*Okunacak Metin*.
↓↓↓

Heval, Molotoflayarak mı Özgürleş(tir)eceksin?
Şırnak’ın Cizre ilçesinde BDP-PKK taraftarı bir grubun yaptığı gösteride hedef alınan öğrenci yurdunun molotoflanması ne anlama geliyor? Öğrenci yurdunu daha önemlisi içerisinde bulunan öğrencileri yakmaya bu göstericileri kim, neden azmettirdi acaba? Öğrenci yurdunun daha çok İHL öğrencilerinin ikametine tahsis edildiği ve bir cemaate ait olduğu da biliniyor. Görüntüler izlendiğinde yurdun yakılmasının planlı ve ısrarlı bir eylem olduğu net olarak görülür.
Cizre’deki öğrenci yurdunu yakma girişimi BDP-PKK siyasetinin seçim sürecinde kontrollü bir biçimde tansiyonu yükseltme stratejisinin bir parçası değildir, diyebilir miyiz? BDP-PKK adına yapılan açıklamaların hangi kesimler üzerinde inandırıcılığı vardır? İmamları öldüren, diğer partilerin seçim bürolarını yakıp yıkan, cemaatlere yakın duranlara ANF ve Fırat Haber Ajansı üzerinden tehditler savuran, Mustazaf-Der şubelerine defalarca saldıranların BDP-PKK kadroları olduğundan şüphe duymamız için geçerli sebepler var mı acaba?
Bu siyasi çizgi sahiplerinin bölgeyi Kürtler için değil sadece ve sadece Öcalanist-ulusalcı Kürtler için steril, tertemiz bir yurt kılmak istedikleri aşikar. Birileri de “Has Kürtler ve devşirme Kürtler çatışıyor!” deyip süreci doğal göstermenin yollarını zorluyor. Söylenenlere bakılırsa cemaatçi, tarikatçı sızmanın Kürdistan’ı teslim alma çabalarına laik-ulusalcı Kürtler direnç gösteriyormuş meğerse. Molotofların yükselttiği ateşleri şöyle yorumlamamız bekleniyor: Aydınlanma ve ilerlemeye karşı karanlık ve geriliği temsil eden köküdışarıda cemaatlerin ve partilerin Kürdistan coğrafyasında dumanlı havalar oluşturmasını engellemek için rutin demokratik tepkiler.

↑↑↑

*Sağlanan Veriler*.

↓↓↓

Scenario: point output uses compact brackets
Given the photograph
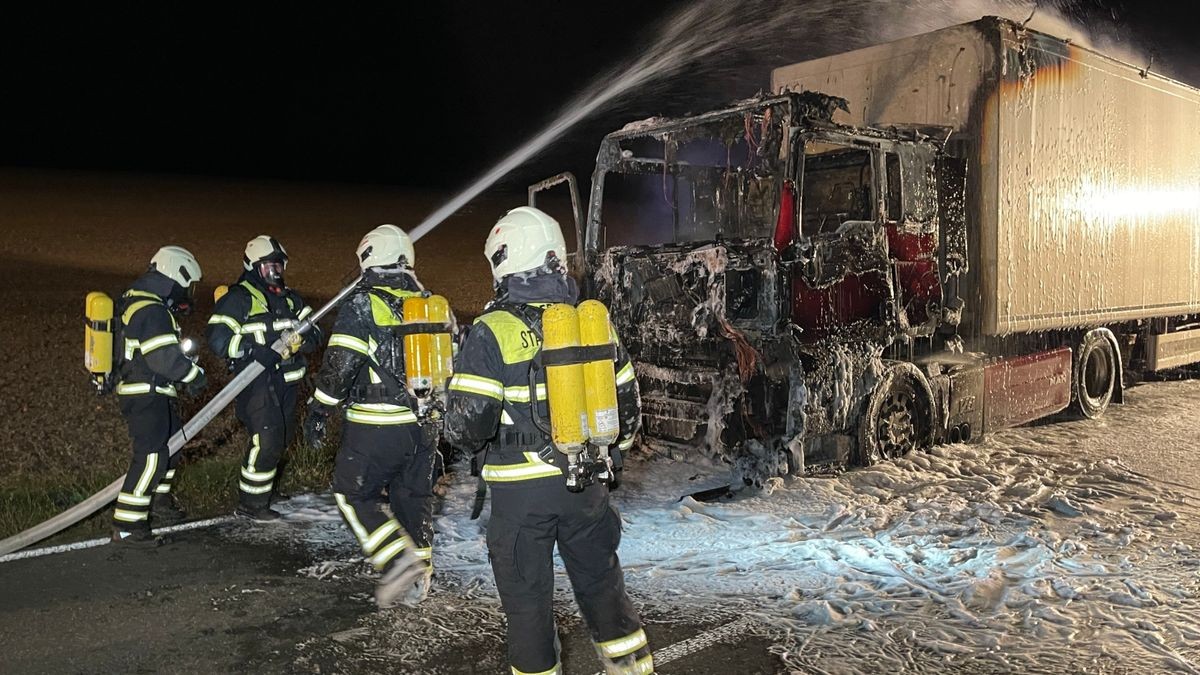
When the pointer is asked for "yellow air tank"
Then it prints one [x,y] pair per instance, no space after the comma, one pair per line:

↑↑↑

*Yönergeler*.
1. Cizre'deki yurt saldırısına ilişkin yazıya göre molotoflanan öğrenci yurdu daha çok hangi öğrencilerin ikametine tahsis edilmiştir?
2. Cizre'deki yurt saldırısına ilişkin yazıda "Cizre’deki öğrenci yurdunu" sözleriyle başlayıp "var mı acaba?" sözlerine kadar devam eden bölümü aynen tekrarlayınız.
3. Cizre'deki yurt saldırısına ilişkin yazıyı bittiği yerden sürdürerek bir sonraki bölümü yazınız.

*Görev Yanıtları*.
1. İHL öğrencilerinin ikametine tahsis edilmiştir.

2.
Cizre’deki öğrenci yurdunu yakma girişimi BDP-PKK siyasetinin seçim sürecinde kontrollü bir biçimde tansiyonu yükseltme stratejisinin bir parçası değildir, diyebilir miyiz? BDP-PKK adına yapılan açıklamaların hangi kesimler üzerinde inandırıcılığı vardır? İmamları öldüren, diğer partilerin seçim bürolarını yakıp yıkan, cemaatlere yakın duranlara ANF ve Fırat Haber Ajansı üzerinden tehditler savuran, Mustazaf-Der şubelerine defalarca saldıranların BDP-PKK kadroları olduğundan şüphe duymamız için geçerli sebepler var mı acaba?

3.
Merak edilen konu şudur: Hevaller/yoldaşlar kendilerinden olmayan ve kendilerine muhalefet eden herkesi yakmaya/molotoflamaya girişerek mi ideal Kürdistan’ı kuracaklar? Molotoflayarak özerkleştirmek, özgürleştirmek daha ötesi barıştırmak nasıl mümkün olacaksa BDP-PKK siyaseti bu stratejide ısrarlıdır.
Devlet şiddetini aratacak kadar yaygın bir saplantı haline gelen PKK şiddet siyaseti en başta çizgi dışı kalan Kürt toplumuna yönelmektedir. Merkezi politik bir araç haline getirdikleri şiddet siyaseti acaba “başka çıkar yol kalmadığı için” mi tırmandırılıyor? Yoksa, ölçüsüz şiddet ve saldırı siyaseti ile maksimum kazanç elde edileceği hayalleri mi kuruluyor?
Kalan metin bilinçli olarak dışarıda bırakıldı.